(Object pointing dataset rows)
— START —

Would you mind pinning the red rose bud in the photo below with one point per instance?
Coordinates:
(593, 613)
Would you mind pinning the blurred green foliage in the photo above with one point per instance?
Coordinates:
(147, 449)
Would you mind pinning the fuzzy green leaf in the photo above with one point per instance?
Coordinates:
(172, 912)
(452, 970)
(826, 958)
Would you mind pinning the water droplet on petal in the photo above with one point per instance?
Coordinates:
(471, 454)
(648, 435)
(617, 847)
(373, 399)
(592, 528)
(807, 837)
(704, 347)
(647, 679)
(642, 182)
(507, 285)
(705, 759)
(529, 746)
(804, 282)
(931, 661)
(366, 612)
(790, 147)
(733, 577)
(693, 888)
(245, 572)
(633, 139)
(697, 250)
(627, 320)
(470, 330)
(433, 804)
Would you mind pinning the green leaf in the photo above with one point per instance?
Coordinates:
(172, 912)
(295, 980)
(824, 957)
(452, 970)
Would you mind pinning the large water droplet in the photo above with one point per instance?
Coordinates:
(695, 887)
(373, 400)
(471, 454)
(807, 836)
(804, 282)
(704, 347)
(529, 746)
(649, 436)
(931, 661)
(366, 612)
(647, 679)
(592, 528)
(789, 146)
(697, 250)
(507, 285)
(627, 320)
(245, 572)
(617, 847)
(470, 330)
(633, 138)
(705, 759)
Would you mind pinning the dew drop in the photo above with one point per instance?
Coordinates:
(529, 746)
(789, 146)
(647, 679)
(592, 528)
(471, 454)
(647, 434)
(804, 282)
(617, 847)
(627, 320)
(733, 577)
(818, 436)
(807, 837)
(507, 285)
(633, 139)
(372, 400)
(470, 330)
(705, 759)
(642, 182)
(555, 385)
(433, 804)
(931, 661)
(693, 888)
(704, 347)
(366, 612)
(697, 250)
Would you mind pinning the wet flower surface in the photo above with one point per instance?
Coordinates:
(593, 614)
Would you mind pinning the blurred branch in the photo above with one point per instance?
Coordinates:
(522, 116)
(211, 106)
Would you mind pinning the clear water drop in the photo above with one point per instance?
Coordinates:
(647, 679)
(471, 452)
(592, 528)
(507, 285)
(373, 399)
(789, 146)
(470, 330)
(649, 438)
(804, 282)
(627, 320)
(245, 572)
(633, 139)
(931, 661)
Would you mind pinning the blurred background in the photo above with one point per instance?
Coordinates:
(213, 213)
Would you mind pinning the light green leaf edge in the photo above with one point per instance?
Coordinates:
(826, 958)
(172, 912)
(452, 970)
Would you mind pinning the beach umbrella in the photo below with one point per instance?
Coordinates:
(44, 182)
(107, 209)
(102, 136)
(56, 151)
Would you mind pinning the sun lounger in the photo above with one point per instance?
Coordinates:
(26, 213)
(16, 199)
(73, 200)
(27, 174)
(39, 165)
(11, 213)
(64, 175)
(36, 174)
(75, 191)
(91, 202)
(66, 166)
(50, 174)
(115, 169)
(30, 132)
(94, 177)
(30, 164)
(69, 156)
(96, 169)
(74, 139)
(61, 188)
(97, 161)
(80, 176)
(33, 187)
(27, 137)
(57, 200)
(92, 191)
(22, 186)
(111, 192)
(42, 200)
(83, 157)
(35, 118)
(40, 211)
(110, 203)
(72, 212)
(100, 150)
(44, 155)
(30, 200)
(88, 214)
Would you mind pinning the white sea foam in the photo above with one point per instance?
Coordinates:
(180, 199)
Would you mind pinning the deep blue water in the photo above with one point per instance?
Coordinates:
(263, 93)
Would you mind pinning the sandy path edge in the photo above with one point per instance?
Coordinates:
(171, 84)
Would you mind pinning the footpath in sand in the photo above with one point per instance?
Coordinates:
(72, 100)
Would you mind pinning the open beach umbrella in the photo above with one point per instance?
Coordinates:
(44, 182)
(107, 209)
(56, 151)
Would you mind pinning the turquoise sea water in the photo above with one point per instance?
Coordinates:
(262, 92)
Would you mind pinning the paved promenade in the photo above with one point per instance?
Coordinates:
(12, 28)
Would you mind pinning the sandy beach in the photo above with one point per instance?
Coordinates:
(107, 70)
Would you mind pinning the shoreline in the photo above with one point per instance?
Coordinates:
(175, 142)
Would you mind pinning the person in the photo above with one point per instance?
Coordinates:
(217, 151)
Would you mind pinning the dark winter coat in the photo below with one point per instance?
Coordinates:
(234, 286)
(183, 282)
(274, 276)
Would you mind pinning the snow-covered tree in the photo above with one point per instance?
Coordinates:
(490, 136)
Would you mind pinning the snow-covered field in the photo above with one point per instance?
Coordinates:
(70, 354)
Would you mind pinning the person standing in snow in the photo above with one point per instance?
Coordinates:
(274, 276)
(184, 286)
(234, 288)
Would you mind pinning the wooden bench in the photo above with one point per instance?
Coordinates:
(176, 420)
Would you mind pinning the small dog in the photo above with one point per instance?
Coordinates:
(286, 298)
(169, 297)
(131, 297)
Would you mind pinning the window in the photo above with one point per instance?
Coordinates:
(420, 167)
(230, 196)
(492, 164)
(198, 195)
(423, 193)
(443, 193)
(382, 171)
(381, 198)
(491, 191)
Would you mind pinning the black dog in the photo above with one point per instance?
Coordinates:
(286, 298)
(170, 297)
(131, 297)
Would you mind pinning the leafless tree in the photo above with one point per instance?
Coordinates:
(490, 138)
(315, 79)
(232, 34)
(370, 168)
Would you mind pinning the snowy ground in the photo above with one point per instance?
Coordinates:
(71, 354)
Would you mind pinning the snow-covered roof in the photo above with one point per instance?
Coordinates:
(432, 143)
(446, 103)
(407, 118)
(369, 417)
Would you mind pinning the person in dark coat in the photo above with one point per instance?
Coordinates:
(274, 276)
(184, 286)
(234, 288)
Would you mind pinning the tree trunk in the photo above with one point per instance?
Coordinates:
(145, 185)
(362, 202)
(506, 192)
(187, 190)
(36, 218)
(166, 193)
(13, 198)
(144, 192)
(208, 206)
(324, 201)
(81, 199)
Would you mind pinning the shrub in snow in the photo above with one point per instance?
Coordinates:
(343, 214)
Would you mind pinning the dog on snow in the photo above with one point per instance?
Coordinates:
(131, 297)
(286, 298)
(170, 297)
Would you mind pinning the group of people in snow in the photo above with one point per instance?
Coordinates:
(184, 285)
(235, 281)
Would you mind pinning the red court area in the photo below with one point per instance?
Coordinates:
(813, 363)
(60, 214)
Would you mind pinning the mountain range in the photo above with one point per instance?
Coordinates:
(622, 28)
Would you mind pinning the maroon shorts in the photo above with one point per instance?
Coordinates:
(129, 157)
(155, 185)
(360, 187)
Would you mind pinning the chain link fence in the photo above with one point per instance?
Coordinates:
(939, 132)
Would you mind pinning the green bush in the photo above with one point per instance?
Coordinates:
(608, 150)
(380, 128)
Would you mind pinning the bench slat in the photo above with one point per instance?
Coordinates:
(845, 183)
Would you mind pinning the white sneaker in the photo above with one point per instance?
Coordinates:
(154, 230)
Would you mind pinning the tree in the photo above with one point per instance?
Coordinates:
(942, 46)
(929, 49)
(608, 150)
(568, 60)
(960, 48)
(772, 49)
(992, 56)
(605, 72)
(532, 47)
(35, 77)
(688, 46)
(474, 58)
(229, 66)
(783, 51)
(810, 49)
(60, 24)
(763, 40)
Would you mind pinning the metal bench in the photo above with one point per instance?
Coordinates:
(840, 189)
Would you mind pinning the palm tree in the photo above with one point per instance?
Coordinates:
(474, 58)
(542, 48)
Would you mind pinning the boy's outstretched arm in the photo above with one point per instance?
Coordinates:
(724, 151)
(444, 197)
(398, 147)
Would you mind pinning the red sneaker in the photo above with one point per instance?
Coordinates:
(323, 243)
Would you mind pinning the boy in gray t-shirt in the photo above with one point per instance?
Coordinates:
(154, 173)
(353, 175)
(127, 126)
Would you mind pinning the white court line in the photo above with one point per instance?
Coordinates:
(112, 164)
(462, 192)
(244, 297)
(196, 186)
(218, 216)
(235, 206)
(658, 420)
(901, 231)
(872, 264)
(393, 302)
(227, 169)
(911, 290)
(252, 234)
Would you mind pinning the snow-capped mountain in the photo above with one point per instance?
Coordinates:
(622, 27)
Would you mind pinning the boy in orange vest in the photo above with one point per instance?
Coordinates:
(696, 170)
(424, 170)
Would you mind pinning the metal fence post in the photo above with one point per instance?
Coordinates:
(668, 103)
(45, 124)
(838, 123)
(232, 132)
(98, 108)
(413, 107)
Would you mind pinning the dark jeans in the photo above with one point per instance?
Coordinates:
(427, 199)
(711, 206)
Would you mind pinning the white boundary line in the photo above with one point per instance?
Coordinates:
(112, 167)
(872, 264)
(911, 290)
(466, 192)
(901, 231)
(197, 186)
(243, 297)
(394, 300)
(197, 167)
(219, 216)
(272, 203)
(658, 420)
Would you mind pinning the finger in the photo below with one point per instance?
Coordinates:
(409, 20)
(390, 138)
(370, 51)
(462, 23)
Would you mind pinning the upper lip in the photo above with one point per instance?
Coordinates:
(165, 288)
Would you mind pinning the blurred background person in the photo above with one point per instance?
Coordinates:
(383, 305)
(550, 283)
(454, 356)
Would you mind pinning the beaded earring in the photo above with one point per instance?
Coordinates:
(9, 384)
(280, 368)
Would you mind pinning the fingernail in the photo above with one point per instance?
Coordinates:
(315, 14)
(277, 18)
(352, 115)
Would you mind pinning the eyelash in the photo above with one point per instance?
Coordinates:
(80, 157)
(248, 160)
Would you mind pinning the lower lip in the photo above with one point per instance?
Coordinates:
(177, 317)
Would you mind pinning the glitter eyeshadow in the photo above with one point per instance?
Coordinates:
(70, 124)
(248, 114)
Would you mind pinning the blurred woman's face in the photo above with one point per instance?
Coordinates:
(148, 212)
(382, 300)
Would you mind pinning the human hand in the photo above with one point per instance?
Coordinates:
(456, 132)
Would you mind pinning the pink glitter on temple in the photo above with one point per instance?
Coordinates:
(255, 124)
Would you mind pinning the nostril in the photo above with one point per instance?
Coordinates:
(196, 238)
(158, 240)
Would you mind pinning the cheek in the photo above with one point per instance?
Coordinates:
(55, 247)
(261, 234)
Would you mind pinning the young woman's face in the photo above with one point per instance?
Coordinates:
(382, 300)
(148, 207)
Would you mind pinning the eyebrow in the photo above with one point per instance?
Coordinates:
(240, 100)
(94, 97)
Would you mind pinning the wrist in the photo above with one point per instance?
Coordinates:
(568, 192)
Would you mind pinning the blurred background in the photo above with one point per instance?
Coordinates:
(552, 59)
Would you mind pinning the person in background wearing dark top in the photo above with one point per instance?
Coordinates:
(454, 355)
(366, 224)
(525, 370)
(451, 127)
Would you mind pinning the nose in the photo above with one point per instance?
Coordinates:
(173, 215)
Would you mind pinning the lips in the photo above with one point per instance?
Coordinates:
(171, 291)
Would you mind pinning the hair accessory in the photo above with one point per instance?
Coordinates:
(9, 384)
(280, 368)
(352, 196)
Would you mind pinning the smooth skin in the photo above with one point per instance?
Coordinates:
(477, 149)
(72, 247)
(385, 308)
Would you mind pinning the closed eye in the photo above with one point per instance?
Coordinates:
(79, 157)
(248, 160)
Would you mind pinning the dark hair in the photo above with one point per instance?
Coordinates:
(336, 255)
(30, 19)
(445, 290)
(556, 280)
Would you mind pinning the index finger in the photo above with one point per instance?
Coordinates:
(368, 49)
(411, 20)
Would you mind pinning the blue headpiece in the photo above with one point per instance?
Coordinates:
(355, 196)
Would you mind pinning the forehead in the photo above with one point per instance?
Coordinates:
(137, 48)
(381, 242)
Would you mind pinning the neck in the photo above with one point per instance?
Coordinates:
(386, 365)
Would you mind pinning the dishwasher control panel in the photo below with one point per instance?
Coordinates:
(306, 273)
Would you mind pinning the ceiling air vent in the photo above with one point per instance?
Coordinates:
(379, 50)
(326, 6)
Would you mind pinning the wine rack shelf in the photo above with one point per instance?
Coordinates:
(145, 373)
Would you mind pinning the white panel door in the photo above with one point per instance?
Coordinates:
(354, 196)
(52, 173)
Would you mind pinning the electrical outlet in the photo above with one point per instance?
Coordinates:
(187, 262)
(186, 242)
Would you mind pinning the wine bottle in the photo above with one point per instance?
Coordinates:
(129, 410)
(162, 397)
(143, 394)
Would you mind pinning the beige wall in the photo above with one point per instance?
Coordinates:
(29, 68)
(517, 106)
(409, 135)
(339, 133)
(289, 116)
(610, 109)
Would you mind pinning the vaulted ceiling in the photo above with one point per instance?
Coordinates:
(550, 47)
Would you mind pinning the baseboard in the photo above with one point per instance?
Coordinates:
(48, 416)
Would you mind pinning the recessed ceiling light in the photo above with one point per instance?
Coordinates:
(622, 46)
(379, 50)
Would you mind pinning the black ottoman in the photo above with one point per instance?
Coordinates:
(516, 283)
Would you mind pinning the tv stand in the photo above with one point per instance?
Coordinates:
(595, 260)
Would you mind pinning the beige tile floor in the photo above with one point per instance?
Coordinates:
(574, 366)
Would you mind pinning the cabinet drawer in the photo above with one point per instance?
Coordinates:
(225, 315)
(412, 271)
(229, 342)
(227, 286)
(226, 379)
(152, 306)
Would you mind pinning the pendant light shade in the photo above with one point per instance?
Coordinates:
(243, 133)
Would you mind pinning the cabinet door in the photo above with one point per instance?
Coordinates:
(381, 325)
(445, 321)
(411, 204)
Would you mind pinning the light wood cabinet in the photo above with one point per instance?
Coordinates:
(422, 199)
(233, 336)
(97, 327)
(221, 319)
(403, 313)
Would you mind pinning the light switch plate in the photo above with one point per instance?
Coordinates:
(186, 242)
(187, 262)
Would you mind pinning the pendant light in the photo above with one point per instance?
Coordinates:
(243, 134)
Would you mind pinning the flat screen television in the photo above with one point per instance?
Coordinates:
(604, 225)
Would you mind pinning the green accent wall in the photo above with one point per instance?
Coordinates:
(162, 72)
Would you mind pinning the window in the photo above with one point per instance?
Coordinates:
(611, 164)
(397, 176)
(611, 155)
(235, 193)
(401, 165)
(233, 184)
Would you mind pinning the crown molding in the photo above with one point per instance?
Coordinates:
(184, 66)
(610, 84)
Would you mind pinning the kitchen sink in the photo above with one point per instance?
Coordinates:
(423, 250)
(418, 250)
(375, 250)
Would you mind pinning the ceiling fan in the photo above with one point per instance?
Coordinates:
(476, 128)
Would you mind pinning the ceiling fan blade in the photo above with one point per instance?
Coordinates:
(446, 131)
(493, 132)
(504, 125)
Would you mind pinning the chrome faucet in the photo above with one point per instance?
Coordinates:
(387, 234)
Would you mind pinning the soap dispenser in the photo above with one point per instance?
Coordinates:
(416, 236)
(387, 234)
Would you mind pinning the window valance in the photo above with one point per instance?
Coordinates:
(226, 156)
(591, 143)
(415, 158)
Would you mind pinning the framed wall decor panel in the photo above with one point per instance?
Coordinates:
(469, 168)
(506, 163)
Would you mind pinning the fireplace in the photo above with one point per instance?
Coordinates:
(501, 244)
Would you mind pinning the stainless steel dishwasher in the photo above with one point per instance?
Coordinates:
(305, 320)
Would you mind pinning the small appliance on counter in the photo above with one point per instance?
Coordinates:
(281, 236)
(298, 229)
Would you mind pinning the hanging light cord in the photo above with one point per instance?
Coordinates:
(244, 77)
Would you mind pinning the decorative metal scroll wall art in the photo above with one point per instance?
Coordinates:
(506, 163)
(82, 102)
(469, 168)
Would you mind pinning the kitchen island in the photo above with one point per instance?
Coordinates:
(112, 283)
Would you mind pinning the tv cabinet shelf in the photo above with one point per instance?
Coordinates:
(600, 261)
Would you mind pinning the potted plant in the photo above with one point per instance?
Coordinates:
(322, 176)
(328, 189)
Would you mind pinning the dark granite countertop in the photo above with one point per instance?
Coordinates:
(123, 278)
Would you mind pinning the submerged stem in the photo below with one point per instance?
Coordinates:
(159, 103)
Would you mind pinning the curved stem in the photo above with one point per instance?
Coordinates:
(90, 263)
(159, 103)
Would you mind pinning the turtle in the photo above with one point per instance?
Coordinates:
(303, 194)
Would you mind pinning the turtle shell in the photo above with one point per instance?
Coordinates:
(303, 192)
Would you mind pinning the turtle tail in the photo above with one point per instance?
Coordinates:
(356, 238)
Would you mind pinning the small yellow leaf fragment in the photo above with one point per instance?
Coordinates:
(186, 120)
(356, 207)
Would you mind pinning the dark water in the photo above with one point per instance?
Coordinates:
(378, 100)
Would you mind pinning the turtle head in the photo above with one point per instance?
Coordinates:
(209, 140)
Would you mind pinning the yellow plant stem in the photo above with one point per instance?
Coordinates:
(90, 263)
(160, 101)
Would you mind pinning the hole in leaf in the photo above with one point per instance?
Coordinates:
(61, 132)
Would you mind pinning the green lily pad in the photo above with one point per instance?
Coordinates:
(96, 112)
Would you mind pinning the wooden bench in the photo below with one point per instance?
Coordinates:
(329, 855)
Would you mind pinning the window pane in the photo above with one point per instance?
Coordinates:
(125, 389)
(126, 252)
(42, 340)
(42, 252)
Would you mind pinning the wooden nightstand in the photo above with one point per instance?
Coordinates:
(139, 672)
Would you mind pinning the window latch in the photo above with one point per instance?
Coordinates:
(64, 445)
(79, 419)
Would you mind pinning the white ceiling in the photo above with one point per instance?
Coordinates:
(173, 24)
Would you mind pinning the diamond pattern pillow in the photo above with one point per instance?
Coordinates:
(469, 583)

— END —

▶ Problem details
Only the lines from the one containing "Would you mind pinning the submerged" to the end of the records should be repeated, exactly as they appear.

▶ Output
Would you mind pinning the submerged stem in the photo below with one point per instance?
Coordinates:
(159, 103)
Would you mind pinning the curved stem in the photo above with one point per instance?
Coordinates:
(90, 263)
(159, 103)
Would you mind pinning the turtle in the photo above with one point per instance?
Coordinates:
(303, 194)
Would you mind pinning the turtle shell in the photo above with one point per instance?
Coordinates:
(303, 192)
Would you mind pinning the turtle tail in the photo above with one point per instance?
Coordinates:
(356, 238)
Would you mind pinning the small yellow leaf fragment in the photo above with one point per instance?
Coordinates:
(186, 120)
(356, 207)
Would you mind pinning the dark water in the photo above with one point per instance?
Coordinates:
(378, 100)
Would you mind pinning the turtle head in the photo above with one point per instance?
Coordinates:
(209, 140)
Would you mind pinning the yellow plant stem in the photo above with one point per instance?
Coordinates:
(90, 263)
(160, 101)
Would you mind pinning the hole in leaf in the photo above with one point per instance?
Coordinates:
(61, 132)
Would you mind pinning the green lily pad in the photo above with one point per instance?
Coordinates:
(96, 112)
Would you mind pinning the wooden bench in the photo below with one point per instance?
Coordinates:
(329, 855)
Would you mind pinning the window pane in the photo above with one point per instance?
Coordinates:
(125, 389)
(126, 252)
(42, 340)
(42, 252)
Would you mind pinning the wooden nightstand in the photo above with one point per instance?
Coordinates:
(139, 672)
Would you mind pinning the window latch in the photo above with one point per instance?
Coordinates:
(64, 445)
(79, 419)
Would you mind pinning the white ceiling in the photo above with one point per instance?
Coordinates:
(173, 24)
Would you mind pinning the diamond pattern pillow in the photo above with one point per instance?
Coordinates:
(469, 583)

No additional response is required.